Excerpts from a dataset:
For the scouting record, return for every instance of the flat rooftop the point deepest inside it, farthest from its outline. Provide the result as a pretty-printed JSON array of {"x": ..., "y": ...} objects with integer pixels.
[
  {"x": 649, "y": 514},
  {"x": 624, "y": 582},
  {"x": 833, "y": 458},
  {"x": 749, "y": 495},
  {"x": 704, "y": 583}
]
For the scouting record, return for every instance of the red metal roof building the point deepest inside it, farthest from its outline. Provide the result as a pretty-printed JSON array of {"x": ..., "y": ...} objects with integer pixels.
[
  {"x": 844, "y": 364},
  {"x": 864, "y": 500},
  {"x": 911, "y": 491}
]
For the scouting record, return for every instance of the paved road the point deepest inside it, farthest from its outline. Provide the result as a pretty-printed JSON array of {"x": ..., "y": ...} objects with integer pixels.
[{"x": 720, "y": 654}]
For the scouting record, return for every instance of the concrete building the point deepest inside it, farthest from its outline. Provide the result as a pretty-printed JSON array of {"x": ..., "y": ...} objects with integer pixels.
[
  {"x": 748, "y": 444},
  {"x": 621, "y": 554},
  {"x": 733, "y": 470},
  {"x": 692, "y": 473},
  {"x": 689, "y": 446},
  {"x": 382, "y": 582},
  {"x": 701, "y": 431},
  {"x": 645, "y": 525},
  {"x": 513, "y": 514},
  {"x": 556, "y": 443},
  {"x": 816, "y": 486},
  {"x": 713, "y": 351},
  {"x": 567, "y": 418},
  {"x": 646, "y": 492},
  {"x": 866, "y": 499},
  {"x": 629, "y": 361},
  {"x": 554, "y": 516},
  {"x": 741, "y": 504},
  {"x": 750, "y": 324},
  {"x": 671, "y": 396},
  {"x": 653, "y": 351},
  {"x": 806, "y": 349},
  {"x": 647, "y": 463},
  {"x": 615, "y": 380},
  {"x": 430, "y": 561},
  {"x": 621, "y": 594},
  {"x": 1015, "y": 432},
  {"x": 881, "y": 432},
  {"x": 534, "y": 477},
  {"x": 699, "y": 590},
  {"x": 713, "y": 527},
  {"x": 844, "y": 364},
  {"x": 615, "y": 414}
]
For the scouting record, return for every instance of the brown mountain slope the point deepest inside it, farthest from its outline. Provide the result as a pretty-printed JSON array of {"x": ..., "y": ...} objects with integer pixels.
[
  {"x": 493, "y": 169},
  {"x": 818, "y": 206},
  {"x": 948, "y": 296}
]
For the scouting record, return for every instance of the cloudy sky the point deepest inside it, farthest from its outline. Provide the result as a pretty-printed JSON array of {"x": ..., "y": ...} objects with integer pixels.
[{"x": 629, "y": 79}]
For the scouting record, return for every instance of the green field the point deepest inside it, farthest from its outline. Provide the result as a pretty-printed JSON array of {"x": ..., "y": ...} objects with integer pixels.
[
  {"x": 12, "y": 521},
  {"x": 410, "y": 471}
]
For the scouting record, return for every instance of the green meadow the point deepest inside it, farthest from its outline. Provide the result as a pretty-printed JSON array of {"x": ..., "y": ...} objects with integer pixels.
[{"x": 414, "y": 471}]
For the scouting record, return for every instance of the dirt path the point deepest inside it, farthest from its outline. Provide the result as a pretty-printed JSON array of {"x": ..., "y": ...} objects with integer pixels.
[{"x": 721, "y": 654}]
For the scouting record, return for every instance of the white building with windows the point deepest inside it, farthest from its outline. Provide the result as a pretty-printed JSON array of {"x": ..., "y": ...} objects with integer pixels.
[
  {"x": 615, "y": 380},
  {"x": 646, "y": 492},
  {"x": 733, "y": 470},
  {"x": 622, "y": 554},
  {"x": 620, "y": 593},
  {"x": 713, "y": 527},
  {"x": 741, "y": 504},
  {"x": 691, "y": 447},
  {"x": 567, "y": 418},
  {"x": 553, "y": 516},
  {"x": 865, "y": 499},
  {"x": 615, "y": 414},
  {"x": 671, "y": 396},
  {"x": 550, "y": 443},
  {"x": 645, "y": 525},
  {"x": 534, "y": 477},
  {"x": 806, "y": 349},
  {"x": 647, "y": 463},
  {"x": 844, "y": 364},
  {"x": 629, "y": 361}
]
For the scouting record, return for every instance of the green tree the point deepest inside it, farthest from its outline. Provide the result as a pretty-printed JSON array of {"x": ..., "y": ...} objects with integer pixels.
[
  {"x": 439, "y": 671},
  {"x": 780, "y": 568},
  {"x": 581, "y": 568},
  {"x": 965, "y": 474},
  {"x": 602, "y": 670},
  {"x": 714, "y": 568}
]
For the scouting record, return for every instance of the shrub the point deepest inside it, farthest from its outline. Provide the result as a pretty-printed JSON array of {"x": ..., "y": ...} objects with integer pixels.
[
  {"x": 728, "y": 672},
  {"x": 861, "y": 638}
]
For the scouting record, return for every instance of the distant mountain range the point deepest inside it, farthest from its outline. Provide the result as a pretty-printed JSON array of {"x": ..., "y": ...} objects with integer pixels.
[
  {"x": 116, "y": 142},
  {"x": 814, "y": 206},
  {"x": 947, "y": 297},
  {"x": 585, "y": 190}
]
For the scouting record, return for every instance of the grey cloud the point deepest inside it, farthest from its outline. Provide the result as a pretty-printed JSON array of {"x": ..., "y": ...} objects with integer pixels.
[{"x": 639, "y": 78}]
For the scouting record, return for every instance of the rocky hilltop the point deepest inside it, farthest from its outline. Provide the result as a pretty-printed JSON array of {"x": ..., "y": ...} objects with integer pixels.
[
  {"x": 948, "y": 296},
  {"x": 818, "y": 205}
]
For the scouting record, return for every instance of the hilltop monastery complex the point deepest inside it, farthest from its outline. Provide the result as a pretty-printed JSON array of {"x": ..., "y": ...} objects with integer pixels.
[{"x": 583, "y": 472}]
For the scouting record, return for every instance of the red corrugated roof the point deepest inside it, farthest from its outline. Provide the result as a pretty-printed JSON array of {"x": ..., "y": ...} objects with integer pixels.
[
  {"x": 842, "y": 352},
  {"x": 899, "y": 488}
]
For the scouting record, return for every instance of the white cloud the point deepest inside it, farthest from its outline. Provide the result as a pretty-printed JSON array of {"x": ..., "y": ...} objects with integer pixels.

--- TASK INSTRUCTIONS ---
Give the entries once more, exactly as they appear.

--- REPLY ---
For the scouting record, return for every instance of the flat rooftop the point deepest inside it, farthest from its outline. Provide the result as a pretty-printed JSON array of {"x": ..., "y": ...} objects with integer pixels.
[
  {"x": 649, "y": 514},
  {"x": 624, "y": 582},
  {"x": 833, "y": 458},
  {"x": 749, "y": 495},
  {"x": 704, "y": 583}
]
For the scouting record, return for every instance of the red metal roof building the point deepest inside it, farthest from its outline. Provide the result as a pretty-printed JSON array of {"x": ..., "y": ...} objects with integer pixels.
[
  {"x": 844, "y": 364},
  {"x": 864, "y": 500},
  {"x": 911, "y": 491}
]
For the scouting record, return for every instance of the paved road the point deepest inside it, farthest from its outline. Provide the result as a pretty-printed JSON array of {"x": ..., "y": ...} objects with integer pixels.
[{"x": 720, "y": 654}]
For the scouting record, return for every instance of the concrete building the point deepest inside it, farthest from its outline. Provide the result as a pretty-printed JSON array of {"x": ..., "y": ...} objects with integer pixels.
[
  {"x": 748, "y": 444},
  {"x": 621, "y": 554},
  {"x": 733, "y": 470},
  {"x": 692, "y": 473},
  {"x": 689, "y": 446},
  {"x": 382, "y": 582},
  {"x": 701, "y": 431},
  {"x": 645, "y": 525},
  {"x": 513, "y": 514},
  {"x": 556, "y": 443},
  {"x": 816, "y": 486},
  {"x": 713, "y": 351},
  {"x": 567, "y": 418},
  {"x": 646, "y": 492},
  {"x": 866, "y": 499},
  {"x": 629, "y": 361},
  {"x": 554, "y": 516},
  {"x": 741, "y": 504},
  {"x": 750, "y": 324},
  {"x": 671, "y": 396},
  {"x": 653, "y": 351},
  {"x": 806, "y": 349},
  {"x": 647, "y": 463},
  {"x": 615, "y": 380},
  {"x": 430, "y": 561},
  {"x": 621, "y": 594},
  {"x": 1015, "y": 432},
  {"x": 881, "y": 432},
  {"x": 534, "y": 477},
  {"x": 699, "y": 590},
  {"x": 713, "y": 527},
  {"x": 844, "y": 364},
  {"x": 615, "y": 414}
]
For the scouting record, return for every instance of the brown mountain slope the point deepest inside it, farthest from its outline. Provide the result as a pretty-printed JSON array of {"x": ..., "y": ...} objects with integer pixels.
[
  {"x": 493, "y": 169},
  {"x": 818, "y": 206},
  {"x": 948, "y": 296}
]
For the scouting record, return for every instance of the cloudy sky the point deepest inside it, farthest from its outline. Provide the result as a pretty-printed JSON array of {"x": ..., "y": ...} objects with integer pixels.
[{"x": 629, "y": 79}]
For the scouting record, return for every instance of the green field the point deepest inside it, farthest from its outline. Provide the result as a pretty-printed JSON array of {"x": ..., "y": ...} objects with integer pixels.
[
  {"x": 12, "y": 521},
  {"x": 410, "y": 471}
]
For the scouting record, return for every instance of the green meadow the point deepest inside it, farthest from its outline. Provide the result as a pretty-printed JSON array of {"x": ..., "y": ...} objects with integer pixels.
[{"x": 414, "y": 471}]
For the scouting record, return for every instance of the dirt path the point deepest inside it, farthest from its outline. Provide the result as a pretty-printed JSON array of {"x": ..., "y": ...} objects with integer pixels.
[{"x": 721, "y": 654}]
For the scouting record, return for every instance of the white building with windows the point deepest inside it, farthest from its outline. Provide the result as a pretty-printed JSON array of {"x": ..., "y": ...} objects with integer pixels.
[
  {"x": 615, "y": 380},
  {"x": 646, "y": 492},
  {"x": 733, "y": 470},
  {"x": 622, "y": 554},
  {"x": 620, "y": 593},
  {"x": 713, "y": 527},
  {"x": 741, "y": 504},
  {"x": 691, "y": 447},
  {"x": 567, "y": 418},
  {"x": 553, "y": 516},
  {"x": 865, "y": 499},
  {"x": 615, "y": 414},
  {"x": 671, "y": 396},
  {"x": 550, "y": 443},
  {"x": 645, "y": 525},
  {"x": 534, "y": 477},
  {"x": 806, "y": 349},
  {"x": 647, "y": 463},
  {"x": 844, "y": 364},
  {"x": 629, "y": 361}
]
For the scouting record, return for every instance of the green tree the point deepest inside it, farthest from its outline. Provide the result as a pretty-printed JSON array of {"x": ..., "y": ...} objects with integer pixels.
[
  {"x": 439, "y": 671},
  {"x": 780, "y": 568},
  {"x": 581, "y": 568},
  {"x": 965, "y": 474},
  {"x": 602, "y": 670},
  {"x": 714, "y": 568}
]
For the scouting record, return for every instance of the shrub the point deepest inside it, farthest from its outline. Provide the result as a pretty-printed JSON array of {"x": ..., "y": ...} objects with integer pixels.
[
  {"x": 728, "y": 672},
  {"x": 861, "y": 638}
]
For the scouting record, return for every instance of the distant mountain range the point deepest inside it, farthest from its outline. Provide the result as a pretty-printed JSON array of {"x": ..., "y": ...} objects with integer pixels.
[
  {"x": 116, "y": 142},
  {"x": 814, "y": 206},
  {"x": 947, "y": 297},
  {"x": 585, "y": 190}
]
For the scouting record, return for every instance of the grey cloud the point deepest inside it, farthest from its outline. Provide the result as a pretty-printed JSON array of {"x": ..., "y": ...} objects with integer pixels.
[{"x": 639, "y": 78}]
For the scouting record, return for every instance of the rocky hilltop the point deepest inside it, farthest from its outline. Provide the result as a pretty-printed JSON array of {"x": ..., "y": ...} objects with integer pixels.
[
  {"x": 948, "y": 296},
  {"x": 818, "y": 205}
]
For the scouting record, return for every instance of the hilltop monastery complex the point deepest inside it, farthest from its outline. Provide the result as a pretty-printed JSON array of {"x": ..., "y": ...} objects with integer pixels.
[{"x": 583, "y": 472}]
For the scouting record, return for every instance of the red corrugated roof the point deepest inside it, farthest from its outline. Provide the result as a pretty-printed JSON array of {"x": ..., "y": ...} objects with integer pixels.
[
  {"x": 842, "y": 352},
  {"x": 899, "y": 488}
]
For the scouting record, return for every instance of the white cloud the point deepest inside it, farthest from its outline. Provide the result as a pretty-printed JSON array of {"x": ..., "y": ...} objects with integer pixels.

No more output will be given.